▶ [Passage to read]
Congrats on your new endeavor! The mobile roadside is the way to go for start up. The all in one trailer-kitchens can be bought used for a song (building one to specs can get a bit costly.) These mobiles are usually inspected and permitted by the Health Dept once per year depending on the state you are in.

Generally a Serv Safe person ie Certified Food Manager is also tied to the biz and that is recognized nationally now.

Now here in the lower northeast states we still must have our mobile or pop-up tents attached to a full on liscensed facility--since they want to know where the trailer or mobile unit is getting water from, dumping waste water at, or storage of food when not in the trailer itself.....If your health district requires that you can generally rent a kitchen from a community organization or non profit, where you can donate a portion of your profits to them. We did this for some time before we had our own facility, and were able to store our leftovers there and get water , dump water, and recycle our grease. A friend of ours did the same with a church he belonged to.

▶ [Requirements]
[1] Rewrite the mobile kitchen advice from "Congrats on your" up to and including "you are in.", putting "Health Department" in place of "Health Dept".
[2] Carry on the mobile kitchen advice from the point where it stops.
The listing that comes next has no connection to the mobile kitchen advice.

▶ [Data]
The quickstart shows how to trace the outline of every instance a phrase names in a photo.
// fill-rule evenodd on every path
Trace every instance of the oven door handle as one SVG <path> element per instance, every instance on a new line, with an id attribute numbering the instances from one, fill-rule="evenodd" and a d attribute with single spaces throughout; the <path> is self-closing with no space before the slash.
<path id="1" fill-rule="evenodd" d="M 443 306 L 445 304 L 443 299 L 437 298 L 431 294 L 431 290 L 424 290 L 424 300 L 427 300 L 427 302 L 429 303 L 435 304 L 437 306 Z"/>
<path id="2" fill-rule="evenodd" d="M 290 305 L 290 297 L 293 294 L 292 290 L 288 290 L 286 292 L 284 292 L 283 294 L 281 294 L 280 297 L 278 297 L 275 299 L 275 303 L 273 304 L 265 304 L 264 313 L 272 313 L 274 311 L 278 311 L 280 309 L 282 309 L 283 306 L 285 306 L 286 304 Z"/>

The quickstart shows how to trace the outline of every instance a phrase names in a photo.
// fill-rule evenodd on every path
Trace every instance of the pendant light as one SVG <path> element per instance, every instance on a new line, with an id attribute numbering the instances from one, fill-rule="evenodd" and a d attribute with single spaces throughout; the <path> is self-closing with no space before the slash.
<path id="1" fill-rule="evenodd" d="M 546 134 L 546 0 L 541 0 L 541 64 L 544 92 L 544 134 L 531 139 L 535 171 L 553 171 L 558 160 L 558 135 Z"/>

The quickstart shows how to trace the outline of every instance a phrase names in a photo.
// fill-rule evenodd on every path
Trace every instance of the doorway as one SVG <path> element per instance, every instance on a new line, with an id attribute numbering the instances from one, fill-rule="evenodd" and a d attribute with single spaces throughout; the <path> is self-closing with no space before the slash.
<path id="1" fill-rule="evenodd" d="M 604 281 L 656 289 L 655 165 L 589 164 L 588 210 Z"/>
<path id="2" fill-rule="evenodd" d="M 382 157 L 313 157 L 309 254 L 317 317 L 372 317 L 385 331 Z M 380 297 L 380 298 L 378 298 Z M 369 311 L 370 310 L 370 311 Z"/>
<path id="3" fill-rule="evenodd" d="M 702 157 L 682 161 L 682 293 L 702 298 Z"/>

▶ [Outputs by task]
[1]
Congrats on your new endeavor! The mobile roadside is the way to go for start up. The all in one trailer-kitchens can be bought used for a song (building one to specs can get a bit costly.) These mobiles are usually inspected and permitted by the Health Department once per year depending on the state you are in.

[2]
Now I caution this to you because some states are doing away with the renting saying that the original facility's permit is non-transferrable, but legally a commercial owner can sub rent to whomever they want. When we did rent we were required to carry our own liability insurance naming the kitchen owner as an additional insured, which was costly in itself.

It seems some states will consider your mobile unit THE certified kitchen but it's getting harder now. Many states are a bit stricter now.